(Questions on the material)
- A) In the article on blockchain in education, what is the name of the app MIT uses to issue virtual diplomas?
- B) Translate this sentence from the article on blockchain in education into Spanish: "The digital certificates are tamper-proof and can easily be shared with schools, employers, relatives, and friends."
- C) Summarize the article on blockchain in education in two sentences.

All About Blockchain Technology In Education

If you’ve been following the news, you know that the current talk of IT town is blockchain. With Bitcoin hogging the headlines recently, blockchain technology, the framework the cryptocurrency is built upon, is slowly creeping into mainstream consciousness.

But What Exactly Is A Blockchain?

In a nutshell, a blockchain is a decentralized public ledger that, according to Investopedia, "allows market participants to keep track of digital currency transactions without central recordkeeping". Coindesk, which calls itself a "global resource on bitcoin and digital currencies", likens the blockchain to Wikipedia, where no single entity controls the information published therein.

The similarity, however, ends there because, unlike Wikipedia, a blockchain doesn't use a master copy that is controlled or updated by a single authority. Instead, every node or computer connected to the system gets a copy of the blockchain. Each node, then, updates the record independently, but everyone still arrives at the same result. More importantly, if a node breaks down or disappears, the blockchain still lives via the other nodes that already downloaded it.

For more information on blockchains, this interactive guide by Goldman Sachs is worth checking out.

Blockchain For Education

The digital experts at Salesforce believe that Bitcoin’s blockchain technology is poised to disrupt every industry, from land use to shipping, from manufacturing to prescription medication, from banking to government.

So, how exactly do blockchains figure into the education field? Below are a few examples:

1. Revamping The Knowledge Reward System

Startup Knowledge.io, which will soon launch its ICO (initial coin offering), is hoping to revolutionize the way knowledge acquisition and sharing is rewarded through its blockchain-based Knowledge Score system. The Knowledge Score monitors and measures a person’s proficiency on a wide range of topics.

Knowledge tokens are then disbursed as a reward for participating in what they call the "knowledge ecosystem". Unlike traditional academic points given to high achievers, knowledge tokens can be used to purchase products from the Knowledge.io marketplace and other external exchanges. (The Knowledge.io marketplace will initially carry over 300,000 products from their merchant partners.)

According to Marcia Hales, Knowledge.io’s Chief Operations Officer, "Textbooks and videos will be ingestible and Q&A sets will be automatically generated around them for use in education, training, continuing education, assessment, certification, and in other areas of academia. Additionally, through integration with COPPA compliance partners, children will be actively engaged in earning tokens to be applied to college tuition and other life improvement initiatives when they become of age".

2. Making Credentials More Credible

The Massachusetts Institute of Technology, through an app called Blockcerts Wallet, is now issuing virtual diplomas that their students can receive via their smartphones, in addition to the traditional paper certificate. The digital certificates are tamper-proof and can easily be shared with schools, employers, relatives, and friends.

Aside from blockchain technology, the app uses Touchstone, MIT’s identity provider, to ensure each diploma’s security.

Using IBM Blockchain via the IBM Cloud, Sony Corporation and Sony Global Education developed a platform that compiles and manages student records from several schools, which school administrators, recruiting firms, and other interested parties can use to verify the credibility of the credentials submitted to them.

With fake certifications and degrees being peddled on the dark web “for the price of a smartphone,” you can’t blame workforce managers and school personnel for choosing to err on the side of caution.

3. Keeping Records Safe And Easily Accessible In The Cloud

People misplace essential papers now and then, and they include students who lose their diplomas at the most inopportune time. And then, there are students from war-torn areas intending to continue their education elsewhere, and students of a school whose server breaks down or the data completely wiped out, for some reason. These and others who have trouble getting a copy of their school records can benefit from blockchain-encrypted credentials.

Final Word

Blockchain for education may be a new concept, but technologists already see a myriad of possibilities. Still, there are others who find more questions than answers – and understandably so. Much of what we know about blockchain today is based on our knowledge of or experience with Bitcoin. And given regulatory barriers and the bureaucratic intricacies of most school systems, it’s hard to predict whether educational institutions will adopt the technology.

But you have to remember that most of the groundbreaking concepts we enjoy today—the internet, outsourcing, telecommuting, online payment processing, and even eLearning—were met with the same initial trepidation. So, while the future of blockchain in education is hard to say with pinpoint accuracy, from this vantage point, it definitely looks exciting.

(Collected material)
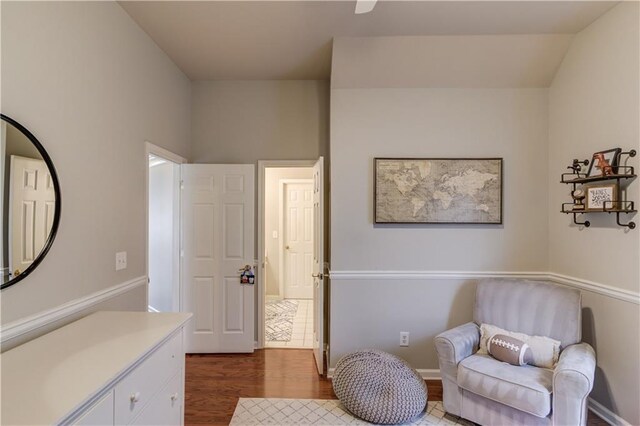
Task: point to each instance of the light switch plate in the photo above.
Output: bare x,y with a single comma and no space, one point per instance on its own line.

(Answers in order)
- A) Blockcerts Wallet

- B) Los certificados digitales son a prueba de manipulaciones y se pueden compartir fácilmente con escuelas, empleadores, familiares y amigos.

- C) A blockchain is a decentralized public ledger that is copied to every connected node and lets participants track digital currency transactions without central recordkeeping. In education it is being used for Knowledge.io's token rewards for knowledge, MIT's tamper-proof digital diplomas, Sony's platform for verifying student records, and keeping credentials safe and accessible in the cloud, and although regulatory and bureaucratic barriers make adoption hard to predict, its future in education looks exciting.